» **Task directions**: Beginning with the line below that contains "Objective — one point on each instance of the large" and ending with the line that contains "Objective — one point on each instance of the tan", copy every line exactly. Copy nothing else.

(Referring expression pointing data)
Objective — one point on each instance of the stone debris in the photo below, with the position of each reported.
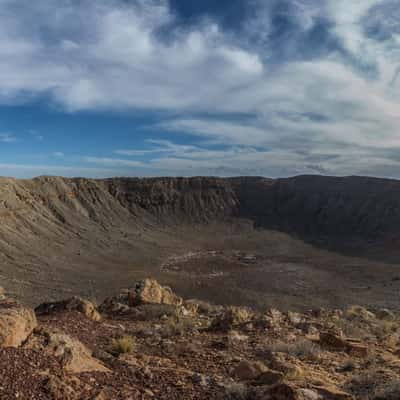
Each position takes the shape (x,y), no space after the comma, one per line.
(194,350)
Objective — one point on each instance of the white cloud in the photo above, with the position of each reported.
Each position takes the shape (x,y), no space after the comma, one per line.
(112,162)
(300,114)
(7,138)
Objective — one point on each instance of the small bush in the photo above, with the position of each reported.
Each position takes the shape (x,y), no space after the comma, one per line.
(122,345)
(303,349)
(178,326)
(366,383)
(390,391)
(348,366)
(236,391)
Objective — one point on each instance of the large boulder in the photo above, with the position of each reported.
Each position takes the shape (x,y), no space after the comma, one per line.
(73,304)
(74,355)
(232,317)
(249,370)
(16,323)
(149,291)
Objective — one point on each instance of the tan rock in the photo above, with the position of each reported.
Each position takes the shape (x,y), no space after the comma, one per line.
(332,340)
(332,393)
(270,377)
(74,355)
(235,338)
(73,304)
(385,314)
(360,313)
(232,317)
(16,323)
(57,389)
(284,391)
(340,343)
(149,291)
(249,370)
==
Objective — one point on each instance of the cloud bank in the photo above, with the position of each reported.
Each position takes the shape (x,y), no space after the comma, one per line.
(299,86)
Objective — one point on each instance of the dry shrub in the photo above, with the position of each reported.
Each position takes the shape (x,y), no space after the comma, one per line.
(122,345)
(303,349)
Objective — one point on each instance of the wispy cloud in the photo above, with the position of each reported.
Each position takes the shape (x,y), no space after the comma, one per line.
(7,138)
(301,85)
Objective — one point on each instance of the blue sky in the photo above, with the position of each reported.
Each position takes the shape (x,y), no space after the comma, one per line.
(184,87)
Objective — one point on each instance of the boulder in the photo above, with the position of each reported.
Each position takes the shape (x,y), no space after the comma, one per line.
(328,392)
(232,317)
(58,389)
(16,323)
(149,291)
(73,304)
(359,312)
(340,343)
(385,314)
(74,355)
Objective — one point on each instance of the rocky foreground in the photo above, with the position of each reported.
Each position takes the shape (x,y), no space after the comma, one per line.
* * *
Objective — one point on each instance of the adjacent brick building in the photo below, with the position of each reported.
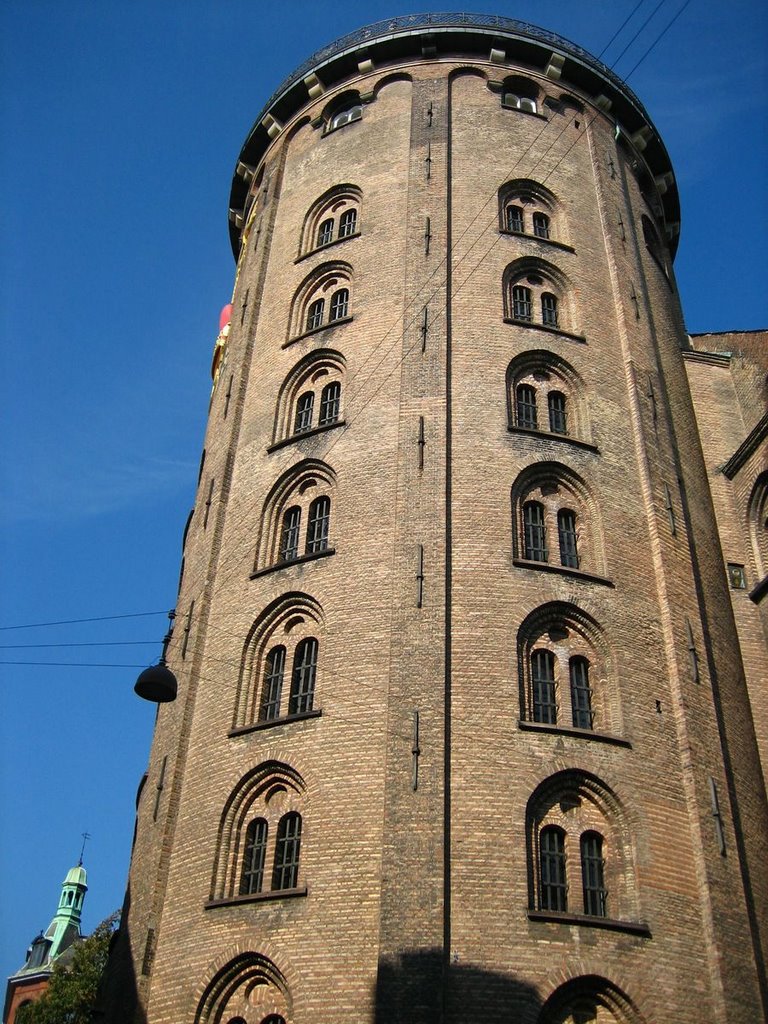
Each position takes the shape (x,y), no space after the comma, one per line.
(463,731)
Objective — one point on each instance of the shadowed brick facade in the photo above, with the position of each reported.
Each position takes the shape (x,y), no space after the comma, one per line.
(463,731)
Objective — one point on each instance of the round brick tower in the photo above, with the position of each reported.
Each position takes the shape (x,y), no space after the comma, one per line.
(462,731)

» **Answer space**:
Objective — one point on each instance of the large boulder in the photo above, with the position of each reported.
Each position takes the shape (x,y), no space after the comma, one per line.
(73,304)
(74,355)
(232,317)
(249,370)
(16,323)
(149,291)
Objective — one point on each instance of the tan rock in the photo above, with the position of each reported.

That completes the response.